**Assignment:** Reproduce the data that follows precisely.

**Supplied material:**
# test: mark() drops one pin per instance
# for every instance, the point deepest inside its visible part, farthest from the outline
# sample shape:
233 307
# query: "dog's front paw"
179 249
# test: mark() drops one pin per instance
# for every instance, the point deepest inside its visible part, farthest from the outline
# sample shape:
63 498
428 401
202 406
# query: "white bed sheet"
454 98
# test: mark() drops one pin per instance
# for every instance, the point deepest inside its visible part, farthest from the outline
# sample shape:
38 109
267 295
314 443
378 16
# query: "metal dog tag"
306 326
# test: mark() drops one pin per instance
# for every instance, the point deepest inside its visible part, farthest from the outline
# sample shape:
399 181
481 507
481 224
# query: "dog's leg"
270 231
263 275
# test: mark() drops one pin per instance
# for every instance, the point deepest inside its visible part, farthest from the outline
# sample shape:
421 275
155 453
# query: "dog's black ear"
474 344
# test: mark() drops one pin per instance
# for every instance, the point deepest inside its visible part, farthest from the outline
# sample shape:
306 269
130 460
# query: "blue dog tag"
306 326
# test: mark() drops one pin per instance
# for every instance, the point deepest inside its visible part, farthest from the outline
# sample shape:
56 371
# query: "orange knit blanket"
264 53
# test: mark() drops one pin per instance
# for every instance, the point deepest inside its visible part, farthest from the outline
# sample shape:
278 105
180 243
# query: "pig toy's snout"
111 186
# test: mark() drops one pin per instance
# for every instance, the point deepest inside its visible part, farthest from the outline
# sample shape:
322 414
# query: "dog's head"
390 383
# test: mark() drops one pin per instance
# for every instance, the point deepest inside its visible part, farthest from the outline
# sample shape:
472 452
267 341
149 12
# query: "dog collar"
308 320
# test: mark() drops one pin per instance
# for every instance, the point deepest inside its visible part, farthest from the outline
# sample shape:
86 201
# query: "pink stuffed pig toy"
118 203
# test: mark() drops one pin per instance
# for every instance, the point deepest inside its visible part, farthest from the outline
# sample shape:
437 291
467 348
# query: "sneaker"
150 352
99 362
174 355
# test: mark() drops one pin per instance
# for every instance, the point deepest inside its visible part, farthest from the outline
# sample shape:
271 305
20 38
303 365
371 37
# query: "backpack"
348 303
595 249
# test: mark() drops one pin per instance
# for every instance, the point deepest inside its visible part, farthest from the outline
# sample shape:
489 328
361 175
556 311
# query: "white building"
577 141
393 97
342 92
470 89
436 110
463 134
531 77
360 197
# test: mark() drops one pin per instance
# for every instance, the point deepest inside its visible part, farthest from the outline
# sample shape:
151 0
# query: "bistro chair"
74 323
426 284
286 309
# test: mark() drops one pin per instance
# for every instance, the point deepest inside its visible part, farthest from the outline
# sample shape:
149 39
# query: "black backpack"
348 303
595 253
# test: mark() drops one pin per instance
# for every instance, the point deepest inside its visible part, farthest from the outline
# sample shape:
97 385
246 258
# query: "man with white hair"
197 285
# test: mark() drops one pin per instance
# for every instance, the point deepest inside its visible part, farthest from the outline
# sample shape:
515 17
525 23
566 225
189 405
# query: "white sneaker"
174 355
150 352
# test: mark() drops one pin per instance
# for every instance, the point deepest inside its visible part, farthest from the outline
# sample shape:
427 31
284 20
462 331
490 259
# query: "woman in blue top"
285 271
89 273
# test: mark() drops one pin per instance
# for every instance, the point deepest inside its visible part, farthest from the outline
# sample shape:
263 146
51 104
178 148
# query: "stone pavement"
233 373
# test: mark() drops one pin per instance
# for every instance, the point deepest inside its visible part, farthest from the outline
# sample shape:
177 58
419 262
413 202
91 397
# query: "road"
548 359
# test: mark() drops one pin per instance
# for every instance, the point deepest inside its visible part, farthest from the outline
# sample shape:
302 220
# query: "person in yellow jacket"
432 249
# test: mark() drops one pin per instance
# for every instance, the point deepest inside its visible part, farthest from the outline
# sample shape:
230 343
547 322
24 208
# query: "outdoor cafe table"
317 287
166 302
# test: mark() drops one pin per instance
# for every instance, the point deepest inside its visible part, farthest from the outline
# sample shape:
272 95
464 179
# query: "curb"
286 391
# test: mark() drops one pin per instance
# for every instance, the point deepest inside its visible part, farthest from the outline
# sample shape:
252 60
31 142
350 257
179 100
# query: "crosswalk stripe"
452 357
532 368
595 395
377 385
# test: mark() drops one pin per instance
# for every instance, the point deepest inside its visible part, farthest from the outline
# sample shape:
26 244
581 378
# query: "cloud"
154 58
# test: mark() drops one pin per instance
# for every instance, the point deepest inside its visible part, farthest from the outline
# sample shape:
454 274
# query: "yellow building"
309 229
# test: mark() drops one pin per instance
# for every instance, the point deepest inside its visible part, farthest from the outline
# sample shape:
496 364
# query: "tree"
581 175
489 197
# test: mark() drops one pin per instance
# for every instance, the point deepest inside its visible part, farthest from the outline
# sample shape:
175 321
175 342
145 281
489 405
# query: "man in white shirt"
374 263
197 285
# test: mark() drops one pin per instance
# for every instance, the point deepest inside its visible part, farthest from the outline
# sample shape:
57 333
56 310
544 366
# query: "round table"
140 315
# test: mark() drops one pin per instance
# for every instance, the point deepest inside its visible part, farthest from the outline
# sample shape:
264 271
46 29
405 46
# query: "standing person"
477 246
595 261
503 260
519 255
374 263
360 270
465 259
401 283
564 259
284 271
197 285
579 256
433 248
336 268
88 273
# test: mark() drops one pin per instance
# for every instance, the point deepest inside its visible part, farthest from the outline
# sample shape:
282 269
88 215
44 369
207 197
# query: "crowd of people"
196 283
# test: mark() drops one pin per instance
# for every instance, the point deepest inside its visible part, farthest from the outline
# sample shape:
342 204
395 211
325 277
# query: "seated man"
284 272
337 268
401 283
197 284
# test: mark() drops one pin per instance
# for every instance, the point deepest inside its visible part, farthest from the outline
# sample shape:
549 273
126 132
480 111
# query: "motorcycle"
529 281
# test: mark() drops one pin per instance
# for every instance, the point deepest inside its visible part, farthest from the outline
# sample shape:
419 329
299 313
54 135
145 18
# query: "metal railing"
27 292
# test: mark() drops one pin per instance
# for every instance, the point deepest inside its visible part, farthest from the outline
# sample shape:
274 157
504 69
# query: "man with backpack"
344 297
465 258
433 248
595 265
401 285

**Result of the task:**
# test: mark() drops one pin per instance
# for every instance, the point deepest inside its visible part, farthest from the outline
# sample shape:
233 307
# query: "dog's front paw"
179 249
# test: mark() drops one pin per instance
# for every instance, the point deepest inside its visible part, farthest from the outline
# sample shape:
63 498
428 401
202 406
# query: "white bed sheet"
454 98
# test: mark() drops one pin per instance
# for every instance, the point deepest inside its visible part, farthest from the outline
# sample shape:
38 109
267 295
314 443
378 16
# query: "metal dog tag"
306 326
# test: mark() drops one pin per instance
# for every instance, the point deepest inside its visible part, farthest from the outline
# sample shape:
399 181
481 507
481 224
# query: "dog's leg"
270 231
263 275
# test: mark() drops one pin per instance
# for every instance, the point deepest inside its visible part, farthest from the outline
# sample shape:
421 275
155 453
# query: "dog's black ear"
474 344
# test: mark() drops one pin per instance
# for every instance, the point deepest inside its visible part, farthest from the outline
# sample shape:
306 269
130 460
# query: "blue dog tag"
306 326
# test: mark() drops one pin per instance
# for every instance, the point deepest inside its visible part, farthest from the outline
# sample shape:
56 371
# query: "orange knit blanket"
264 53
# test: mark() drops one pin per instance
# for every instance, the point deepest inside its visible part, farthest from the outline
# sample shape:
278 105
180 243
# query: "pig toy's snout"
111 186
# test: mark() drops one pin per instance
# for every instance, the point deepest inside its visible part, farthest from the outline
# sample shape:
322 414
# query: "dog's head"
390 383
# test: mark() drops one pin per instance
# for every instance, the point deepest inside its visible part, farthest from the outline
# sample shape:
472 452
267 341
149 12
# query: "dog collar"
308 320
# test: mark() drops one pin per instance
# for every instance, the point deepest inside its visible part, farthest from the outline
# sample shape:
86 201
# query: "pink stuffed pig toy"
118 203
# test: mark() drops one pin per instance
# for every instance, the point deepest inside its visible part, farthest from the outline
# sample shape:
437 291
467 348
# query: "sneaker"
150 352
99 362
174 355
# test: mark() drops one pin per instance
# for every instance, the point deepest inside its visible part, farthest from the outline
# sample shape:
271 305
20 38
303 365
371 37
# query: "backpack"
348 303
595 249
# test: mark() drops one pin per instance
# for every instance, the point deepest inside its visible part, farthest from the outline
# sample shape:
489 328
361 175
556 311
# query: "white building"
577 141
393 97
342 92
470 89
436 110
463 134
531 77
360 197
# test: mark() drops one pin per instance
# for every instance, the point deepest inside its visible part, farthest from the outline
# sample shape:
151 0
# query: "bistro chair"
74 323
426 284
286 309
# test: mark() drops one pin per instance
# for every instance, the point deepest inside its visible part, farthest from the outline
# sample shape:
149 39
# query: "black backpack"
348 303
595 253
# test: mark() drops one pin per instance
# for every instance, the point deepest inside its visible part, farthest from the outline
# sample shape:
97 385
246 258
# query: "man with white hair"
197 285
# test: mark() drops one pin per instance
# for every instance, the point deepest inside its visible part, farthest from the outline
# sample shape:
515 17
525 23
566 225
189 405
# query: "white sneaker"
174 355
150 352
# test: mark() drops one pin per instance
# for every instance, the point deepest inside its visible part, farthest from the outline
# sample shape:
427 31
284 20
462 331
490 259
# query: "woman in blue top"
285 271
89 273
# test: mark() drops one pin per instance
# for every instance, the point deepest inside its visible part, farthest from the outline
# sample shape:
263 146
51 104
178 148
# query: "stone pavement"
233 373
# test: mark() drops one pin per instance
# for every instance, the point deepest inside its visible part, farthest from the outline
# sample shape:
177 58
419 262
413 202
91 397
# query: "road"
548 359
# test: mark() drops one pin per instance
# for every instance, the point deepest inside its visible part, farthest from the outline
# sample shape:
302 220
# query: "person in yellow jacket"
432 249
# test: mark() drops one pin per instance
# for every instance, the point deepest inside its visible part, farthest from the outline
# sample shape:
230 343
547 322
24 208
# query: "outdoor cafe table"
317 287
166 302
# test: mark() drops one pin per instance
# for every instance, the point deepest inside its visible part, farthest from the outline
# sample shape:
272 95
464 179
# query: "curb"
286 391
# test: mark() drops one pin per instance
# for every instance, the point deepest inside its visible part, farthest from the outline
# sample shape:
252 60
31 142
350 257
179 100
# query: "crosswalk stripe"
452 357
532 368
595 395
377 385
# test: mark() drops one pin per instance
# for every instance, the point deepest inside its visible part, farthest from the outline
# sample shape:
26 244
581 378
# query: "cloud"
154 58
# test: mark() drops one pin per instance
# for every instance, the point deepest inside its visible part, farthest from the outline
# sample shape:
454 274
# query: "yellow building"
309 229
# test: mark() drops one pin per instance
# for every instance, the point deepest inside its visible part, farthest from the outline
# sample shape:
496 364
# query: "tree"
581 175
489 197
# test: mark() drops one pin per instance
# for every instance, the point deepest inside its visible part, farthest from the outline
# sample shape:
175 321
175 342
145 281
489 405
# query: "man in white shirt"
374 263
197 285
# test: mark() drops one pin per instance
# for every instance, the point deepest inside its visible part, farthest from the outline
# sample shape:
57 333
56 310
544 366
# query: "round table"
140 315
# test: mark() drops one pin per instance
# for every instance, the point deepest inside its visible part, farthest from the outline
# sample shape:
264 271
46 29
405 46
# query: "standing person"
477 246
595 261
503 260
519 255
374 263
360 270
465 259
401 283
564 259
284 271
197 285
579 256
433 248
336 268
88 273
# test: mark() drops one pin per instance
# for every instance, the point deepest inside its visible part, farthest from the outline
# sample shape:
282 269
88 215
44 369
207 197
# query: "crowd of people"
196 283
# test: mark() drops one pin per instance
# for every instance, the point deepest inside its visible part, farthest from the outline
# sample shape:
342 204
395 211
325 277
# query: "seated man"
284 272
337 268
401 283
197 284
# test: mark() drops one pin per instance
# for every instance, the point deepest inside its visible part, farthest from the outline
# sample shape:
549 273
126 132
480 111
# query: "motorcycle"
529 281
# test: mark() drops one pin per instance
# for every instance, the point deepest inside its visible part, farthest from the outline
# sample shape:
419 329
299 313
54 135
145 18
# query: "metal railing"
27 292
# test: mark() drops one pin per instance
# for every instance, the point deepest inside its visible part, farthest from the outline
# sample shape:
274 157
504 69
# query: "man with backpack"
344 297
465 258
433 248
595 265
401 285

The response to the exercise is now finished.